| Required tasks |
1. In the passage on Botswana's Industrial Court, which court hears appeals from Industrial Court decisions?
2. Write the next part of the passage on Botswana's Industrial Court, starting after its final sentence.

| Passage provided |
════════════════

The Industrial Court also has the power to give such directions to parties to a trade dispute provided the object of such directions is the expedient and just hearing and determination or disposal of any dispute before it.
In terms of section 20(2) of the Act, any matter of law and any question as to whether a matter for determination is a matter of law or a matter of fact is decided by the presiding judge. In terms of section 20(3) of the Act, with respect to all issues other than those referred to under section 20 (2), the decision of the majority of the Court prevails.
Where there is no majority decision under section 20 (3), the decision of the judge prevails. In terms of section 24(2) of the Act, any interested party in any proceedings under the Act may appear by legal representation or may be represented by any other person so authorised by that party.
In terms of section 28(2) of the Act, a decision of the Industrial Court has the same force and effect as a decision of the High Court, and because, unlike South Africa, Botswana has no Labour Appeal Court, decisions of the Industrial Court, just like those of the High Court, are, in terms of section 20(5) of the Act, appealable to the highest court in the land, that is, the Court of Appeal.
The Trade Disputes Act went through another amendment in 2016. Section 14 of the Act ensures the continuation of the Industrial Court. It outlines its functions as the settlement of trade disputes as well as the securing and maintenance of good industrial relations in Botswana.
In terms of section 15(1) of the Act, the judges of the Industrial Court are appointed by the state President from among persons possessing the qualifications to be judges of the High Court as prescribed under section 96 of the Constitution.

════════════════

(Saved data entries)
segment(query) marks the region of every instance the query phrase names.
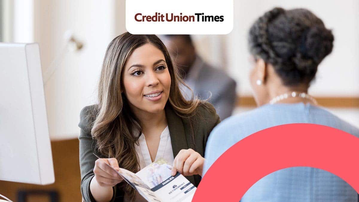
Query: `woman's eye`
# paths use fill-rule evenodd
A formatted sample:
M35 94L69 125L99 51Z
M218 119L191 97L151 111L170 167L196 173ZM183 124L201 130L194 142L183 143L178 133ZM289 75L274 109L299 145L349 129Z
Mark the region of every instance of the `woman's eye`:
M166 67L164 65L161 65L157 68L157 70L159 71L162 71L162 70L164 69Z
M140 75L141 75L142 74L142 72L141 72L141 71L136 71L136 72L132 73L132 75L136 76L139 76Z

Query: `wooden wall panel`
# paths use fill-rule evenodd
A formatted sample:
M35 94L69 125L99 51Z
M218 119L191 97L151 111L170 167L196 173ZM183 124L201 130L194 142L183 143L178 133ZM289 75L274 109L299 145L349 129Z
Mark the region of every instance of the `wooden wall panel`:
M359 107L359 97L315 97L318 104L326 107ZM255 107L256 106L252 97L238 96L237 106Z

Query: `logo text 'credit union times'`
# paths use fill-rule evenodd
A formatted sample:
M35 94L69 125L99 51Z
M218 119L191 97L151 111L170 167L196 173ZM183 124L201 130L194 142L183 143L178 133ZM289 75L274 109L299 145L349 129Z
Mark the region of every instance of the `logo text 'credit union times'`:
M135 15L135 20L137 22L219 22L224 21L223 15L207 15L204 13L196 13L194 15L183 15L182 13L179 15L175 15L173 13L165 13L164 14L156 12L153 15L145 15L141 13Z

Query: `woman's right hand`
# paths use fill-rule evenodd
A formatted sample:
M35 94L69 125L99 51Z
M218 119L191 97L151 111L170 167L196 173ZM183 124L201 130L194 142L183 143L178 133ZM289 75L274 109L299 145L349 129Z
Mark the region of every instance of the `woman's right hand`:
M123 180L108 165L116 170L119 168L117 160L115 158L98 159L95 161L93 173L95 174L96 181L101 187L113 187Z

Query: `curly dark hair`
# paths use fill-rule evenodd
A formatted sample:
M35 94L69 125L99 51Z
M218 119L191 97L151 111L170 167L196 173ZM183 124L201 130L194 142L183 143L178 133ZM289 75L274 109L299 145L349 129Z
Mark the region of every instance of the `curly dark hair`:
M308 84L333 49L334 36L306 9L275 8L258 18L249 31L251 53L271 64L283 84Z

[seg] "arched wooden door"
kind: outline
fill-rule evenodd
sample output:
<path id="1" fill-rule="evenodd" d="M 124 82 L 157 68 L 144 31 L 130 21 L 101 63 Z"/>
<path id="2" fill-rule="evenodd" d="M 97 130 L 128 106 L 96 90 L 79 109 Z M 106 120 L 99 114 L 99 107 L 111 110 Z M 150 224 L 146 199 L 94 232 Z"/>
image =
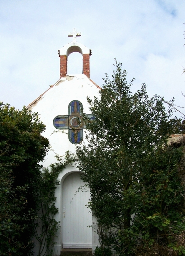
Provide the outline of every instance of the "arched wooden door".
<path id="1" fill-rule="evenodd" d="M 62 239 L 63 248 L 91 248 L 92 215 L 88 204 L 90 193 L 83 187 L 79 172 L 69 174 L 63 186 Z M 81 188 L 82 189 L 79 189 Z"/>

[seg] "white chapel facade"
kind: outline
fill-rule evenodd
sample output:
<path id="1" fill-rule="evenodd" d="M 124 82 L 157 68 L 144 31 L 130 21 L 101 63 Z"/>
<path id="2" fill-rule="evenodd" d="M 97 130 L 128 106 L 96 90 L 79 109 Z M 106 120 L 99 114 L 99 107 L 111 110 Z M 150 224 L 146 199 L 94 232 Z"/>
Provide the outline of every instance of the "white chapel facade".
<path id="1" fill-rule="evenodd" d="M 73 40 L 58 51 L 59 80 L 27 108 L 38 112 L 46 125 L 43 135 L 48 138 L 53 150 L 49 151 L 45 158 L 43 164 L 45 167 L 56 162 L 56 154 L 64 156 L 68 150 L 75 152 L 76 144 L 81 141 L 85 128 L 81 116 L 81 107 L 90 118 L 94 118 L 88 109 L 86 97 L 89 96 L 93 99 L 94 96 L 98 97 L 100 88 L 90 79 L 91 51 L 77 42 L 76 36 L 81 35 L 81 33 L 76 33 L 75 29 L 68 35 L 73 37 Z M 82 55 L 83 74 L 67 74 L 67 58 L 74 52 Z M 77 120 L 81 120 L 80 123 Z M 67 166 L 58 177 L 61 184 L 56 191 L 55 205 L 59 212 L 55 218 L 61 221 L 61 228 L 56 238 L 55 255 L 60 255 L 63 248 L 94 249 L 99 244 L 93 216 L 90 208 L 85 206 L 89 201 L 90 192 L 84 189 L 84 191 L 80 190 L 76 193 L 84 185 L 79 176 L 81 172 L 76 167 Z M 36 245 L 35 255 L 38 248 L 36 241 Z"/>

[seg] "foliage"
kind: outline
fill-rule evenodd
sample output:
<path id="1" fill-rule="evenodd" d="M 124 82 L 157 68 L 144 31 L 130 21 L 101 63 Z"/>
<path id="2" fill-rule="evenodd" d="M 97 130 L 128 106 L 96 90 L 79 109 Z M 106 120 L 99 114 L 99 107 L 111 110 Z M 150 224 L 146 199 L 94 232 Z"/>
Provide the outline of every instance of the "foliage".
<path id="1" fill-rule="evenodd" d="M 57 162 L 52 164 L 50 168 L 43 168 L 40 182 L 40 211 L 38 218 L 35 219 L 35 236 L 39 241 L 40 247 L 38 255 L 47 256 L 53 255 L 53 247 L 55 243 L 54 238 L 59 228 L 59 222 L 57 221 L 54 216 L 58 212 L 55 205 L 56 199 L 55 190 L 59 184 L 58 180 L 58 174 L 67 165 L 71 165 L 74 161 L 72 155 L 68 152 L 64 159 L 60 156 L 56 156 Z"/>
<path id="2" fill-rule="evenodd" d="M 102 245 L 118 255 L 185 254 L 183 142 L 167 143 L 183 129 L 181 120 L 170 117 L 160 97 L 149 97 L 145 84 L 132 93 L 134 79 L 127 83 L 121 64 L 115 65 L 100 99 L 87 98 L 96 119 L 84 115 L 88 145 L 76 150 L 90 207 L 105 231 Z"/>
<path id="3" fill-rule="evenodd" d="M 94 256 L 111 256 L 112 252 L 109 247 L 98 247 L 97 246 L 95 248 L 94 255 Z"/>
<path id="4" fill-rule="evenodd" d="M 0 103 L 0 255 L 25 255 L 33 247 L 41 175 L 48 140 L 37 113 Z"/>

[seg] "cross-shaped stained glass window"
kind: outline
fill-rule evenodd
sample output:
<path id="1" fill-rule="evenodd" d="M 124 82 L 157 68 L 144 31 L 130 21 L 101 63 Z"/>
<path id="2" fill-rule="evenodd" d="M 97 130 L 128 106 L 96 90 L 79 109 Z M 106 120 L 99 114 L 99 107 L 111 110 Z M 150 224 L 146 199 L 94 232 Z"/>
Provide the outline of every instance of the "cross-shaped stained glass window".
<path id="1" fill-rule="evenodd" d="M 57 129 L 68 129 L 68 137 L 73 144 L 78 144 L 83 139 L 83 128 L 85 128 L 82 118 L 82 104 L 78 100 L 73 100 L 69 104 L 68 115 L 57 116 L 53 120 L 53 125 Z M 92 115 L 86 116 L 91 120 L 95 117 Z"/>

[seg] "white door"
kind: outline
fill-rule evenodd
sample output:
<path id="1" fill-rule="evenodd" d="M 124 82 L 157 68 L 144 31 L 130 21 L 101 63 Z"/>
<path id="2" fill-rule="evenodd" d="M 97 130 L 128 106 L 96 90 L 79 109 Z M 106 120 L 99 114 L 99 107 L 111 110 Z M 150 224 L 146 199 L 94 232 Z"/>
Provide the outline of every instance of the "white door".
<path id="1" fill-rule="evenodd" d="M 89 190 L 79 173 L 69 174 L 63 186 L 63 247 L 91 248 L 92 215 L 88 204 Z M 80 189 L 79 189 L 80 188 Z"/>

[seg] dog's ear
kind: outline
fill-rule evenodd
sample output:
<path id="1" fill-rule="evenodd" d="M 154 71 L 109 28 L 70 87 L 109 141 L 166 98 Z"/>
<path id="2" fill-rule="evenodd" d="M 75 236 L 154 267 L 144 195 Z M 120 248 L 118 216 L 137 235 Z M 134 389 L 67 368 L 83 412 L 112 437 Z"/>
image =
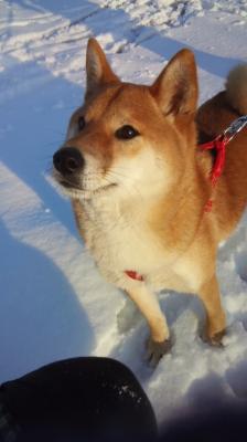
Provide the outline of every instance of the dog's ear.
<path id="1" fill-rule="evenodd" d="M 194 54 L 187 49 L 178 52 L 158 76 L 150 91 L 164 115 L 193 116 L 197 103 Z"/>
<path id="2" fill-rule="evenodd" d="M 95 39 L 89 39 L 87 43 L 86 73 L 87 95 L 94 93 L 103 84 L 119 82 L 117 75 L 111 71 L 103 49 Z"/>

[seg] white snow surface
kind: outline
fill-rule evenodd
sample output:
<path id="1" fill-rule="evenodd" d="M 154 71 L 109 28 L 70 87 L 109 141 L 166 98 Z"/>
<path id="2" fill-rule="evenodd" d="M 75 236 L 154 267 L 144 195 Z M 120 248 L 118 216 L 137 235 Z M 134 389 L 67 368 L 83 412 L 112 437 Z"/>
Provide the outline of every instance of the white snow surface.
<path id="1" fill-rule="evenodd" d="M 49 178 L 83 101 L 89 36 L 135 83 L 152 82 L 178 50 L 192 49 L 202 102 L 247 61 L 246 25 L 246 0 L 0 0 L 0 381 L 97 355 L 133 370 L 159 422 L 203 412 L 208 400 L 247 399 L 247 220 L 218 253 L 224 347 L 198 337 L 195 297 L 162 293 L 175 343 L 153 370 L 144 362 L 144 320 L 129 308 L 120 333 L 124 295 L 103 281 Z"/>

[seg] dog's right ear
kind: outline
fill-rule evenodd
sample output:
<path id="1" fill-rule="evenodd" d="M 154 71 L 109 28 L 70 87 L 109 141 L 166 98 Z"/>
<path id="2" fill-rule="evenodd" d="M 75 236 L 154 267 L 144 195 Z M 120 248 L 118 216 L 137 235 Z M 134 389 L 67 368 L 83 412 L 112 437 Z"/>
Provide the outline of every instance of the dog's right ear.
<path id="1" fill-rule="evenodd" d="M 86 73 L 86 96 L 92 95 L 104 84 L 120 82 L 111 71 L 103 49 L 95 39 L 89 39 L 87 43 Z"/>

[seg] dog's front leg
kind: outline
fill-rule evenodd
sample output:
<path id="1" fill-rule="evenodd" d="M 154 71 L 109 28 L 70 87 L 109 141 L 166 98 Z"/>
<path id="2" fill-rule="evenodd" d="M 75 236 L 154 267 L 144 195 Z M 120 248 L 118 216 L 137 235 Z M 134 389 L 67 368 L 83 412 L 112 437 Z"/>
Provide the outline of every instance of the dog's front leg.
<path id="1" fill-rule="evenodd" d="M 200 298 L 206 309 L 206 338 L 211 344 L 218 345 L 224 336 L 226 317 L 222 307 L 218 283 L 215 275 L 201 287 Z"/>
<path id="2" fill-rule="evenodd" d="M 128 290 L 127 294 L 137 304 L 149 324 L 151 336 L 148 340 L 148 359 L 150 365 L 155 366 L 171 347 L 167 319 L 157 296 L 149 292 L 144 284 L 135 290 Z"/>

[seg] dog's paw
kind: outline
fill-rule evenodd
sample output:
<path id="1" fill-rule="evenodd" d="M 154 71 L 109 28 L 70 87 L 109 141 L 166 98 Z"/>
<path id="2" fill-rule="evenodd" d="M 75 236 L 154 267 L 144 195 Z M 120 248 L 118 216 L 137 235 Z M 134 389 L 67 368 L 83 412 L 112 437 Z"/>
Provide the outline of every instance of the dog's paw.
<path id="1" fill-rule="evenodd" d="M 226 334 L 226 329 L 215 333 L 213 336 L 208 336 L 208 334 L 204 333 L 201 337 L 204 343 L 210 344 L 212 347 L 224 347 L 223 338 Z"/>
<path id="2" fill-rule="evenodd" d="M 155 367 L 163 355 L 172 348 L 171 339 L 165 339 L 162 343 L 157 343 L 150 337 L 147 341 L 147 360 L 150 367 Z"/>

════════════════

| Task-by-task outputs |
1. The Court of Appeal.

2.
In terms of section 15(2) of the Act, these judges are headed by the President of the Industrial Court designated by the state President from among the judges.
In terms of section 15(4) of the Act, a judge of the Industrial Court who is not a citizen of Botswana or who is not appointed on permanent and pensionable terms may be appointed on contract basis and is eligible for reappointment.
In terms of section 15(5) of the Act, Judges of the Industrial Court sit with two nominated members, one of whom is selected by the judge from among persons nominated by the organisation representing employees or trade unions in Botswana and the other selected by the judge from among persons nominated by the organisation representing employers in Botswana.
In terms of section 15(6) of the Act, where, for any reason, the nominated members are or either of them is absent for any part of the hearing of a trade dispute, the jurisdiction of the court may be exercised by the judge alone or with the remaining member of the Court, whichever the case may be, unless the judge, for good reason, decides that the hearing should be postponed.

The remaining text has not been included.